Rows from a pointing dataset:
[start]
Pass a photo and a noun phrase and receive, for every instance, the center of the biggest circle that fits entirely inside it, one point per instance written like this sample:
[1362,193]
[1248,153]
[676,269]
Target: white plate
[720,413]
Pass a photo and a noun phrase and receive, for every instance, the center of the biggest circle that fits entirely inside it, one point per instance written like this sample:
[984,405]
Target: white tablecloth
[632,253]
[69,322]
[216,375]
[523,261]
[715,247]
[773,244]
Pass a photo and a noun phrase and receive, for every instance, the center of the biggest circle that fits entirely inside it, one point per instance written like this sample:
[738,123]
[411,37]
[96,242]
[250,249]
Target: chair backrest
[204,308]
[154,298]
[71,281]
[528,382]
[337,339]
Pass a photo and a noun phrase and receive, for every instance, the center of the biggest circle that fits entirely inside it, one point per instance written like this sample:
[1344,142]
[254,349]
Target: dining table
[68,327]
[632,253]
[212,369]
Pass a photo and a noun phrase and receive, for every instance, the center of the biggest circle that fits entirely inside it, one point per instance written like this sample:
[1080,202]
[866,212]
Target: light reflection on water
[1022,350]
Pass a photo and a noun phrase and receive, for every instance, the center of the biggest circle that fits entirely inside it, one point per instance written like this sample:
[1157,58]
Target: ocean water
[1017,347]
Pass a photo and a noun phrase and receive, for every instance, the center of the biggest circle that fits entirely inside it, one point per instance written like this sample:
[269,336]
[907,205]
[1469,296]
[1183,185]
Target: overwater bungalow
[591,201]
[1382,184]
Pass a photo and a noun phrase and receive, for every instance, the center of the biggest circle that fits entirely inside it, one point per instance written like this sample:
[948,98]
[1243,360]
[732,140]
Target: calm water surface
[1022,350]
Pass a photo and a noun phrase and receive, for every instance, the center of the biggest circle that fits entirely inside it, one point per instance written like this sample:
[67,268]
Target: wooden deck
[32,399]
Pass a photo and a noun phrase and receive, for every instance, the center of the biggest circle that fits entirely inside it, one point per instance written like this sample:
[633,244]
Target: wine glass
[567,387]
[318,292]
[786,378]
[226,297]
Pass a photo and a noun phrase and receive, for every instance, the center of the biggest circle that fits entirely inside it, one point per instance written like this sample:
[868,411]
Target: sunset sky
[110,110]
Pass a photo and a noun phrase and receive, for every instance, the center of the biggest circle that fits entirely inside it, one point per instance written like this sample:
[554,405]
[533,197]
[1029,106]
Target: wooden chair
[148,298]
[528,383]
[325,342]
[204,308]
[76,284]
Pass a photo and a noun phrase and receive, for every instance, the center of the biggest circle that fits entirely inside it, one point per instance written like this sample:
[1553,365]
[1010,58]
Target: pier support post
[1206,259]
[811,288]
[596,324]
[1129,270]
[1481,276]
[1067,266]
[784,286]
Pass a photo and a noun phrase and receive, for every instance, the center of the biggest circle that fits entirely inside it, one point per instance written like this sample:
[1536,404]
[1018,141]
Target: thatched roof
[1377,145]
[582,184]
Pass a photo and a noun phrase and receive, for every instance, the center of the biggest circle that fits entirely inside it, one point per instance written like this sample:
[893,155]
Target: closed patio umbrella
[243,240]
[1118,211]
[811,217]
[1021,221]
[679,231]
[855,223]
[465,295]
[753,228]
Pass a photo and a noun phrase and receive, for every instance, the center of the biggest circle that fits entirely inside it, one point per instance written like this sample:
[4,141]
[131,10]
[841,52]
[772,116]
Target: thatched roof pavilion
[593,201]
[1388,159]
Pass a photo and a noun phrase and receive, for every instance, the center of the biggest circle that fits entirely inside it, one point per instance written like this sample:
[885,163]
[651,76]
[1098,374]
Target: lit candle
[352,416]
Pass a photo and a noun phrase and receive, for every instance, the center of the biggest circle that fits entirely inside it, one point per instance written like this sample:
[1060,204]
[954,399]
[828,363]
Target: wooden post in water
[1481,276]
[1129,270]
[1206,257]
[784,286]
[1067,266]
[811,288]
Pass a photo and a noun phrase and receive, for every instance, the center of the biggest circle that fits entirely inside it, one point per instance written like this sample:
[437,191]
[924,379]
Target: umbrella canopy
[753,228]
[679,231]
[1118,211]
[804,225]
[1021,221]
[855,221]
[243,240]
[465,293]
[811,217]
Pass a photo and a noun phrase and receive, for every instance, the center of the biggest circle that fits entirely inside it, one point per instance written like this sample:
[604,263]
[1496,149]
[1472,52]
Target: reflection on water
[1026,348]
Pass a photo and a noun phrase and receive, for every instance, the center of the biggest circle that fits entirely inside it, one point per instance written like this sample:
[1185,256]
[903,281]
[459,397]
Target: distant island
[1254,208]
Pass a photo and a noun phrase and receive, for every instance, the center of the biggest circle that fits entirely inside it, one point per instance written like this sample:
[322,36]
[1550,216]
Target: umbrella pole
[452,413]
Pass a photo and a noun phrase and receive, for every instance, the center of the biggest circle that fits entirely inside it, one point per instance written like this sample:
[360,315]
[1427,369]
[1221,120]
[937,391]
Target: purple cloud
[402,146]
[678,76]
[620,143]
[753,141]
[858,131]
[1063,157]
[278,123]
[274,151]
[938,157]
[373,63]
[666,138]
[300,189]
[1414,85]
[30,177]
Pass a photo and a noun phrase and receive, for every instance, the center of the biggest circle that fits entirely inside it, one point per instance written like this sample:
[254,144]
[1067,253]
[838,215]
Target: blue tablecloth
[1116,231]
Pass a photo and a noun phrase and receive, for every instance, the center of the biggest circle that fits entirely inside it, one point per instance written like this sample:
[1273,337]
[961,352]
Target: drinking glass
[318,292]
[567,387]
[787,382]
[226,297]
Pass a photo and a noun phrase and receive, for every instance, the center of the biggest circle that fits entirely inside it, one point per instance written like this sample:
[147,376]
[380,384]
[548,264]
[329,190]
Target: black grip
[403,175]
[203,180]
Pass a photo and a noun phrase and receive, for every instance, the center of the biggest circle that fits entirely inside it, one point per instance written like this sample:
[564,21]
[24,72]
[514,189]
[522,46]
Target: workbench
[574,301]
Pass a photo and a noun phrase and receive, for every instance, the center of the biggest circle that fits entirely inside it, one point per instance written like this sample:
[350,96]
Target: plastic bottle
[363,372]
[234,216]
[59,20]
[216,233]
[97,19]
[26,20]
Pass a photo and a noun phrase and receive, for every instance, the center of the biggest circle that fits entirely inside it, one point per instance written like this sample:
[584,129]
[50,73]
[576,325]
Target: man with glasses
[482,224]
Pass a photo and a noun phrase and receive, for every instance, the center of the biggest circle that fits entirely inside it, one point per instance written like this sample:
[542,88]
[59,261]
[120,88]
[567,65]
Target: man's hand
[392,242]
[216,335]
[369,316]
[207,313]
[end]
AIM OF THE EXERCISE: Write out the full set of records exactly as given.

RESPONSE FOR THIS EXERCISE:
Pass a photo and a noun phrase and receive, for every instance, the center of the biggest circle that fits entirely inside it, one point per instance written like this sample:
[1362,193]
[1248,153]
[676,269]
Target: white plate
[720,413]
Pass a photo and a noun phrase and receive, for every instance, the center of the biggest circle that fits entirely inside it, one point per instance written like this sample:
[984,405]
Target: white tablecloth
[632,253]
[69,322]
[216,375]
[523,261]
[715,247]
[773,244]
Pass a photo and a noun phrase and receive, for every instance, the center of the biggest circle that fits entirely inside it, one point per instance written like this sample:
[738,123]
[411,37]
[96,242]
[250,249]
Target: chair backrest
[204,308]
[154,298]
[71,281]
[528,382]
[337,339]
Pass a photo and a noun phrase and receive, for every instance, the center of the biggest circle that fits entirely inside it, one point per instance written like this sample:
[1344,142]
[254,349]
Target: dining table
[68,327]
[632,253]
[212,369]
Pass a photo and a noun phrase and receive, for every instance, the center of the biggest circle that fits entirely inside it, one point per instance written like this sample:
[1080,202]
[866,212]
Target: light reflection on water
[1022,350]
Pass a photo and a noun phrase and receive, for every instance, the center of the biggest circle that fits entirely inside it, one point per instance written like this sample:
[1157,58]
Target: ocean water
[1017,347]
Pass a photo and a noun phrase and receive, for every instance, the center of the biggest circle that fits entirely inside it, one point per instance written like this sample:
[269,336]
[907,205]
[1469,296]
[1183,185]
Target: overwater bungalow
[591,201]
[1382,184]
Pass a photo and a noun phrase and receive, for every instance, the center of the biggest circle that fits entirely inside it, one point per instance written like this sample:
[948,98]
[1243,360]
[732,140]
Target: calm water surface
[1022,350]
Pass a photo and a noun phrase and receive, for every instance, the center of the biggest circle that fits entirely inside it, one point per instance written like this sample:
[67,268]
Target: wooden deck
[32,399]
Pass a photo and a noun phrase and receive, for every instance, the center of the biggest circle that fits entirely inside it, one point per instance written like this sample:
[633,244]
Target: wine glass
[567,387]
[318,292]
[786,378]
[226,297]
Pass a photo and a noun phrase and receive, for every instance, the center of the biggest circle that fits entirely inside it, one point per instance written like this sample:
[868,411]
Target: sunset sky
[110,110]
Pass a photo and a noun phrase and receive, for every instance, the center of the biggest circle that fits entirely inside it, one point per instance written like this sample:
[554,405]
[533,197]
[1029,106]
Target: wooden chair
[148,298]
[528,383]
[325,342]
[204,308]
[76,284]
Pass a photo and a noun phrase and receive, for every instance, the center of the biggest circle that fits entirely inside it, one point per instance written like this sample:
[1553,365]
[1010,58]
Target: pier support post
[1206,259]
[811,288]
[596,324]
[1129,270]
[1481,276]
[1067,266]
[784,286]
Pass a photo and a noun phrase and receive, for every instance, the center of the biggest circle that fits entirely inside it, one point per instance written like this sample:
[1536,404]
[1018,141]
Target: thatched roof
[1377,145]
[582,184]
Pass a photo and a noun phrase and receive, for every instance, the center of the biggest circle that fits entirely inside it, one point per instance written like this sample:
[893,155]
Target: closed patio umbrella
[243,240]
[1118,211]
[811,217]
[1021,221]
[679,231]
[855,223]
[465,295]
[753,228]
Pass a photo and a noun phrase and receive, for every instance, the center of the biggest circle that fits entirely inside it, one point per instance written like this sample:
[4,141]
[131,10]
[841,52]
[772,116]
Target: thatched roof pavilion
[593,201]
[1388,159]
Pass a photo and a noun phrase and receive, for every instance, the center of the biggest circle that fits entirely inside it, one point per instance written like this sample:
[885,163]
[651,76]
[1098,374]
Target: lit candle
[352,416]
Pass a photo and a noun phrase and receive, for every instance, the center of the biggest circle that fits entirely inside it, one point per instance written like this sample:
[1060,204]
[954,399]
[828,363]
Target: wooden post in water
[1481,276]
[1129,270]
[1206,257]
[784,286]
[1067,266]
[811,288]
Pass a photo and a noun phrase and receive, for every instance, the center of the biggest circle that fits entirely inside it, one point per instance written like this sample:
[437,191]
[924,379]
Target: umbrella canopy
[753,228]
[679,231]
[1118,211]
[804,225]
[1021,221]
[855,221]
[243,240]
[465,293]
[811,217]
Pass a photo and a noun phrase and receive, for every instance, the center of the biggest circle that fits entirely inside it, one point per instance written like this sample:
[604,263]
[1496,149]
[1472,52]
Target: reflection on water
[1026,348]
Pass a photo and a noun phrase and receive, for every instance, the center of the biggest circle that fits entirely inside it, one point per instance written like this sample:
[1185,256]
[903,281]
[459,397]
Target: distant island
[1254,208]
Pass a photo and a noun phrase and receive, for every instance, the center of the biggest circle that fits entirely inside it, one point per instance written like this sample:
[322,36]
[1550,216]
Target: umbrella pole
[452,413]
Pass a photo and a noun phrase and receive, for every instance, the center of the biggest circle that fits entirely inside it, one point per instance written like this sample:
[360,315]
[1427,369]
[1221,120]
[937,391]
Target: purple cloud
[402,146]
[678,76]
[620,143]
[753,141]
[858,131]
[1063,157]
[278,123]
[274,151]
[938,157]
[373,63]
[666,138]
[300,189]
[1414,85]
[30,177]
Pass a photo and a noun phrase and receive, for every instance, the center of the biggest circle that fits entirely inside it, one point per instance written like this sample:
[254,144]
[1067,253]
[838,215]
Target: blue tablecloth
[1116,231]
Pass a photo and a noun phrase and receive, for every instance, the center of the biggest circle that fits entirely inside it, one point per instance written like this sample:
[1273,337]
[961,352]
Target: drinking glass
[318,292]
[567,387]
[787,382]
[226,297]
Pass a photo and a noun phrase and receive, for every instance, the center of the biggest circle that fits entirely inside it, one point per instance written like this sample:
[147,376]
[380,384]
[548,264]
[329,190]
Target: black grip
[403,175]
[203,180]
Pass a photo and a noun phrase and receive, for every instance, the center of the biggest circle that fits entirely inside it, one point per instance written like this sample:
[564,21]
[24,72]
[514,189]
[522,46]
Target: workbench
[574,301]
Pass a photo and a noun phrase and receive, for every instance, the center of the biggest circle that fits entirely inside it, one point per instance written like this sample:
[350,96]
Target: plastic bottle
[363,372]
[234,216]
[59,20]
[216,233]
[97,19]
[26,20]
Pass a photo and a noun phrase and receive, for every instance, the center of the biggest circle that fits entirely inside it, one point per instance written like this sample:
[584,129]
[50,73]
[576,325]
Target: man with glasses
[482,224]
Pass a photo and a noun phrase and receive, for every instance, the center of the biggest circle that fits entirely inside it, one point per instance written like this sample:
[542,88]
[59,261]
[120,88]
[567,65]
Target: man's hand
[392,242]
[216,335]
[369,316]
[207,313]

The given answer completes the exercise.